"""

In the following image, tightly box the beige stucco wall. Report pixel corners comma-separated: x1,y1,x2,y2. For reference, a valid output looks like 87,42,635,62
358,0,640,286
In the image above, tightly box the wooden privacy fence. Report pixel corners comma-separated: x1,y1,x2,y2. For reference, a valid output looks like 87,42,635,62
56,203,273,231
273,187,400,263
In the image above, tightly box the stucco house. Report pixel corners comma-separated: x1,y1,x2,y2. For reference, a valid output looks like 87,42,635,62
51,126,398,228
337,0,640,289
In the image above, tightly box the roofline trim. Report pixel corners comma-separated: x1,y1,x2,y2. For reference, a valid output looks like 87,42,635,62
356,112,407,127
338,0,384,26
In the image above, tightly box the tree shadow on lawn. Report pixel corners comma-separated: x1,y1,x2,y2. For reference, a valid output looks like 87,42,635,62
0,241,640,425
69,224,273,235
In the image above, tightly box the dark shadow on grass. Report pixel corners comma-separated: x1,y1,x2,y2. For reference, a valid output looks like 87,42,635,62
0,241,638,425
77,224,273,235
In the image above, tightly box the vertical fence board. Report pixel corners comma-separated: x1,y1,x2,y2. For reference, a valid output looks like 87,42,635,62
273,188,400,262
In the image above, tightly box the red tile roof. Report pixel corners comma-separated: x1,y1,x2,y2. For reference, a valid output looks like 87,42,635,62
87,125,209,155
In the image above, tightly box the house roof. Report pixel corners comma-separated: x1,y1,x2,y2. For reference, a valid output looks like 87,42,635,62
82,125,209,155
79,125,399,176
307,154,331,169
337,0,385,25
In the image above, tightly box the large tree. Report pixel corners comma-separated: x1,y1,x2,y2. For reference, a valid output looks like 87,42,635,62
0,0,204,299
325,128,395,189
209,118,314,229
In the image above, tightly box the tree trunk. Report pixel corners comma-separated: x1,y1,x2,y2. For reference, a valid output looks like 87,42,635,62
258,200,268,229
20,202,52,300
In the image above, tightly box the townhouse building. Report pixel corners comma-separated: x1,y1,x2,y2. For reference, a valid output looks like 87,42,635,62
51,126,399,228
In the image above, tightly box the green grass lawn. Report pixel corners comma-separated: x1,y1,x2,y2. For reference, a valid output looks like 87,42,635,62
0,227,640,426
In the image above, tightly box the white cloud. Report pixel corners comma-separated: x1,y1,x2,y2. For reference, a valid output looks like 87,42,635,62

"""

▸ Task statement:
Each line must be given again exactly as written above.

▸ Finished answer:
In the following image, tightly box the beige stucco wall. Report pixel corners comma-separated: x1,y1,x2,y2. For reference, a valid output looks like 87,42,635,62
358,0,640,286
In the image above, tightly box the wooden privacy fence. Report pixel corners comma-separated: x1,y1,x2,y2. For reference, a valid output looks like 87,42,635,62
56,203,273,231
273,187,400,263
In the image above, tightly box the stucco house. Report pixel corners comma-separated: x1,y1,x2,y2. For reference, a valid output looks like 87,42,635,62
51,126,398,228
337,0,640,289
In the image above, tightly box the roofline trim. Report pixel corners comma-separated: x1,y1,x2,y2. For reference, a valid output looks like 87,42,635,62
356,112,407,127
338,0,384,26
In the image above, tightly box the tree shadow on lawn. Report pixel corners comma-separated: x1,y1,x2,y2. For reference, a valid output looks like 87,42,635,62
0,241,640,425
69,224,273,235
In the image above, tightly box the dark shadow on grass. Report pixel corners comma-separated: x1,y1,x2,y2. For reference, a valid output looks like 87,42,635,62
0,241,638,425
77,224,273,235
In the image above, tightly box the vertical fence board. Report pixel corners comma-separated: x1,y1,x2,y2. For reference, a valid output looks like 87,42,635,62
273,188,400,262
In the image above, tightly box the red tile roof. Report pixel corners comma-separated: x1,y1,x2,y2. For reference, a valid output looks like 87,42,635,62
87,125,209,155
In the image above, tightly box the house roof. Report pixel corners comma-separated: x1,y1,x2,y2. For reference, a valid output looks like 87,42,635,62
82,125,209,155
79,125,399,176
307,154,331,169
337,0,385,25
In the image above, tightly box the large tree. Report pixel corners comma-separated: x1,y1,x2,y2. For reference, a valid output looks like 87,42,635,62
0,0,204,299
325,128,395,189
209,118,314,229
In the image above, tightly box the tree trunk. Report pixel corners comma-separated: x1,y1,x2,y2. For reference, a valid output looks like 87,42,635,62
258,200,268,229
20,202,52,300
In the image above, tightly box the townhouse building. Report pixel corners comma-separated: x1,y1,x2,y2. For reference, a valid output looks like 87,42,635,62
51,126,399,228
In the image above, tightly box the green grass lawn. Report pixel corners comma-separated: x1,y1,x2,y2. For reference, a valid output looks like 87,42,635,62
0,227,640,426
In the image above, tightly box the white cloud. Report pixel corners comma-separated: x1,y1,x2,y2. For reference, a valid output looks like 87,42,635,62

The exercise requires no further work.